▶ _Data supplied_:
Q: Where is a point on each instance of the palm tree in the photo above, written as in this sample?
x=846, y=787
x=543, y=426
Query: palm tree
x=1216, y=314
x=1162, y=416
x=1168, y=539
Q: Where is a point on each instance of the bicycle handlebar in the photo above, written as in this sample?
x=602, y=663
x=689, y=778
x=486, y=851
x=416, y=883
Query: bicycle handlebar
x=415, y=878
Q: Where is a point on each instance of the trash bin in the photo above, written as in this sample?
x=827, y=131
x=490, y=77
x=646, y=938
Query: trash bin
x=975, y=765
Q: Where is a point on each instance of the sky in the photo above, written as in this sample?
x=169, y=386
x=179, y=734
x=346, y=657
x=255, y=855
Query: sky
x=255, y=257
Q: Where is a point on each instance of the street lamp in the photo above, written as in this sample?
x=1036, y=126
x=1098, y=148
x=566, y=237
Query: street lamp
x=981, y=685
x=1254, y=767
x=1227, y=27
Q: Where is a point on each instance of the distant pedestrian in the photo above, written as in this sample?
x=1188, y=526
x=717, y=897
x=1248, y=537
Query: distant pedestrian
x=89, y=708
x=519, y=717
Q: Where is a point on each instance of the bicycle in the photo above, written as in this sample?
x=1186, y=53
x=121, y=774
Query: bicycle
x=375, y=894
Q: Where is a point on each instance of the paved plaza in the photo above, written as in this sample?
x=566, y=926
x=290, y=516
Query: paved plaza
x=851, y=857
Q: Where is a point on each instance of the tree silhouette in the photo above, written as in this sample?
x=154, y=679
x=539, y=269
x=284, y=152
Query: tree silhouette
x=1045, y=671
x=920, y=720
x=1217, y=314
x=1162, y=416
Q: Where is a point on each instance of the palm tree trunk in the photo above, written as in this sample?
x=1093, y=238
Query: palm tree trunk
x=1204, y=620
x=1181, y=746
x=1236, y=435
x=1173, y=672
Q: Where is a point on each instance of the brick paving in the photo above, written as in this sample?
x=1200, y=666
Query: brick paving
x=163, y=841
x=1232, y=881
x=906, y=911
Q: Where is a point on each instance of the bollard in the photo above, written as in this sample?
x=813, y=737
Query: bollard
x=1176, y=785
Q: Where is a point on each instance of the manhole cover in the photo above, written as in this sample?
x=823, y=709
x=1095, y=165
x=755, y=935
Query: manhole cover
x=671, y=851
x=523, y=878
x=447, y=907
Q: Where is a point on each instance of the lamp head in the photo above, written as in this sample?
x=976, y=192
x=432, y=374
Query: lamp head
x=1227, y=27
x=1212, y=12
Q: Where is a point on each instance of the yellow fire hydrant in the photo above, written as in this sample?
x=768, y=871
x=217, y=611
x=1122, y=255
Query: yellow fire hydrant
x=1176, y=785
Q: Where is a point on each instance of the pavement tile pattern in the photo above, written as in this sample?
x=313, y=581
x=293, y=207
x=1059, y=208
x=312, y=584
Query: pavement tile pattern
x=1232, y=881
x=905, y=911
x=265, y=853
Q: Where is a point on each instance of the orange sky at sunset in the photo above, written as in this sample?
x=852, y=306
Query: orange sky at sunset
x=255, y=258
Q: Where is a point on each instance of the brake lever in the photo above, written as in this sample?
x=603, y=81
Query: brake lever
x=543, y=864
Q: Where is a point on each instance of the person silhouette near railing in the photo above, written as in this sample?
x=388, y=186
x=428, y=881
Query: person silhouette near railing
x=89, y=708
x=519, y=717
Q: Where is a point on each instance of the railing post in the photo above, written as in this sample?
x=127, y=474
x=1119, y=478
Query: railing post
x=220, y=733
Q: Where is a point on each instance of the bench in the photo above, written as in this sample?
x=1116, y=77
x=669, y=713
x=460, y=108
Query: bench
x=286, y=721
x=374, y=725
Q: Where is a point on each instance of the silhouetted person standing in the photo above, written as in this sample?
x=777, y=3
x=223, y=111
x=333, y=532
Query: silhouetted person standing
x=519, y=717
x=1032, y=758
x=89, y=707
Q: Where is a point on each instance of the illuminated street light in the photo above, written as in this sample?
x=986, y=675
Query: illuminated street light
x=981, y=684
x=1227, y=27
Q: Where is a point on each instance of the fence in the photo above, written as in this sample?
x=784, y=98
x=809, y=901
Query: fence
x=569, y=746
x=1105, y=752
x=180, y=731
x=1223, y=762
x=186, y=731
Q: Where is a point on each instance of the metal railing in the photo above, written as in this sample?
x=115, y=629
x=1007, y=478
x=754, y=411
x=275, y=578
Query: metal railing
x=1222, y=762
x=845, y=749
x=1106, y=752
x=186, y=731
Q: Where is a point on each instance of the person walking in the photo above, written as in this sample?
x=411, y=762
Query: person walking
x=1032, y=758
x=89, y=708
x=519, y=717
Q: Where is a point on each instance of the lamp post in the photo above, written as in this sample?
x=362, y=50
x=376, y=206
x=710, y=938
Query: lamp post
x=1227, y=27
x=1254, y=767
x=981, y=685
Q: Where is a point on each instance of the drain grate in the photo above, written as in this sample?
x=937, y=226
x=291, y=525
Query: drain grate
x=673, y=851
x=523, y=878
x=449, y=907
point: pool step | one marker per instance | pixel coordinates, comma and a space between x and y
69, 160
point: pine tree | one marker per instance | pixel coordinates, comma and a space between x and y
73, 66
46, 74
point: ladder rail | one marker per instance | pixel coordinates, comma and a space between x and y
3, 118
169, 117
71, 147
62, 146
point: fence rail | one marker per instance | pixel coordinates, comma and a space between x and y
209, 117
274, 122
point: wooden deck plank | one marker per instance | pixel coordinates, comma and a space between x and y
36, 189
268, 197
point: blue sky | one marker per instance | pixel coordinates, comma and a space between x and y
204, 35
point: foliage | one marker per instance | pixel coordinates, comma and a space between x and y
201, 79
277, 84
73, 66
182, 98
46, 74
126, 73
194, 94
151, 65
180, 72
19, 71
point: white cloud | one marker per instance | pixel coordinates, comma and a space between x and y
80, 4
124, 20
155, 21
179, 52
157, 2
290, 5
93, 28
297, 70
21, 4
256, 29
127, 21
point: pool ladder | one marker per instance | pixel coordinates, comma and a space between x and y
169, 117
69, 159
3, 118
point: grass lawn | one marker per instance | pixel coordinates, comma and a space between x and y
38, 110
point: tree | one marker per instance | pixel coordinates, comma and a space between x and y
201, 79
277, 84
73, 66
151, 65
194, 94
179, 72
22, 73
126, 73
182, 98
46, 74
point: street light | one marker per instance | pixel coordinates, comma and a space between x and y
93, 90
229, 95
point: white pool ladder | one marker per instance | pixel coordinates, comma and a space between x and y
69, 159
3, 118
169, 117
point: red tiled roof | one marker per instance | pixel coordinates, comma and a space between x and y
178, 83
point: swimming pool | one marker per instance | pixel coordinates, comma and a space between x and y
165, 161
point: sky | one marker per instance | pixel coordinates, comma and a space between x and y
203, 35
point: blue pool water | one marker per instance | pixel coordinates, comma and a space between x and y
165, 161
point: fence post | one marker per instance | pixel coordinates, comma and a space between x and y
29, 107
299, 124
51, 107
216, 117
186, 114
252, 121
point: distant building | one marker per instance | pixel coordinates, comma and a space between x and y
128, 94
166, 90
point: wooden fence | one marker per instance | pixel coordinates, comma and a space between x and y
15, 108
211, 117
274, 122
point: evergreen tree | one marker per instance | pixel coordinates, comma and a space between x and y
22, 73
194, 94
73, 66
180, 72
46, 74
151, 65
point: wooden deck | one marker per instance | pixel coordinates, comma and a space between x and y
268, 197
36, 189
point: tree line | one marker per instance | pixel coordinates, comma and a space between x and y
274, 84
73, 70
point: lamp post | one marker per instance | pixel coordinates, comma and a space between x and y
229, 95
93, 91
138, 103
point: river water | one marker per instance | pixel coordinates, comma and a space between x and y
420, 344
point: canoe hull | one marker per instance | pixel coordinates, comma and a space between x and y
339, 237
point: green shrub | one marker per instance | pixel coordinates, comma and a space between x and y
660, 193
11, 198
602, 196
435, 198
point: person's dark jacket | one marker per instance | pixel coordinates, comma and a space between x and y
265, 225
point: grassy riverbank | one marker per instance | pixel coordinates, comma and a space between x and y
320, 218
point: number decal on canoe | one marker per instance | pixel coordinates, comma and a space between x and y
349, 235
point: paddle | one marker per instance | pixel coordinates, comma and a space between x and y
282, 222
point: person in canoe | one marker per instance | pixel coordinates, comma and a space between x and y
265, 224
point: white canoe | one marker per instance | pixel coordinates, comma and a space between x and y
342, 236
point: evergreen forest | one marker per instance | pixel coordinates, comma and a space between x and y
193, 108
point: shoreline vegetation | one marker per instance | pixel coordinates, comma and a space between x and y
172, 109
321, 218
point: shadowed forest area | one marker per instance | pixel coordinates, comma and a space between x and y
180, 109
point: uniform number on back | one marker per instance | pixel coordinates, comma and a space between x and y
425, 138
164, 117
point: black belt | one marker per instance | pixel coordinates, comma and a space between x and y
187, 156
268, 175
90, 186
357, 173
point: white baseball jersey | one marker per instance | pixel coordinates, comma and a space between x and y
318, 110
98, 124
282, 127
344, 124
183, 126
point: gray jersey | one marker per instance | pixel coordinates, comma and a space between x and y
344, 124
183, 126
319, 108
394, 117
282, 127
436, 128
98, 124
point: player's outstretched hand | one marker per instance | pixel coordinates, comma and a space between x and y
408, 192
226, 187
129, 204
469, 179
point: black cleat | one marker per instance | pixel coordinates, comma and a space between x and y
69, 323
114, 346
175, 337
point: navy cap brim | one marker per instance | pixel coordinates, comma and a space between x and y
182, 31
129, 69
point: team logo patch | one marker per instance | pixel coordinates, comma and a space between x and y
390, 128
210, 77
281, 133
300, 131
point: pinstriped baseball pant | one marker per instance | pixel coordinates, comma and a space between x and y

▶ _Work request_: Using the data above, extract exactly the lines from the one that holds "Query: person silhouette near railing" to the one that holds "x=710, y=938", both ends included, and no others.

▶ _Solution to this problem_:
Query: person silhouette near railing
x=89, y=708
x=519, y=717
Q: Where is a point on each instance of the railing post in the photo above, written as in this sample?
x=127, y=474
x=1119, y=478
Query: railing post
x=220, y=733
Q: Where is a point on each instance of the bench in the photo above, written as in this sample?
x=1116, y=77
x=669, y=713
x=460, y=108
Query: bench
x=286, y=721
x=374, y=725
Q: Where is a point on each instance of the silhouetted person standing in the photo above, written as in this sample?
x=777, y=3
x=223, y=111
x=333, y=532
Query: silhouetted person standing
x=519, y=717
x=1032, y=758
x=89, y=707
Q: Where is a point on each instance of the illuminated street light in the photo above, written as in this sample?
x=986, y=675
Query: illuminated street light
x=981, y=684
x=1227, y=27
Q: Where is a point on each instance of the fence in the photo above, written as in this sample?
x=784, y=98
x=809, y=901
Query: fence
x=569, y=746
x=1105, y=752
x=180, y=731
x=1223, y=762
x=186, y=731
Q: Where is a point on each instance of the metal railing in the photo above, written as in this sample?
x=115, y=629
x=1007, y=478
x=754, y=411
x=275, y=578
Query: metal railing
x=1222, y=762
x=845, y=749
x=1106, y=752
x=186, y=731
Q: Where is a point on each instance of the person walking in the photo above, written as in this sample?
x=411, y=762
Query: person walking
x=1032, y=758
x=89, y=708
x=519, y=717
Q: Where is a point on each instance of the lamp post in the photo above, written as in this sample?
x=362, y=50
x=376, y=206
x=710, y=938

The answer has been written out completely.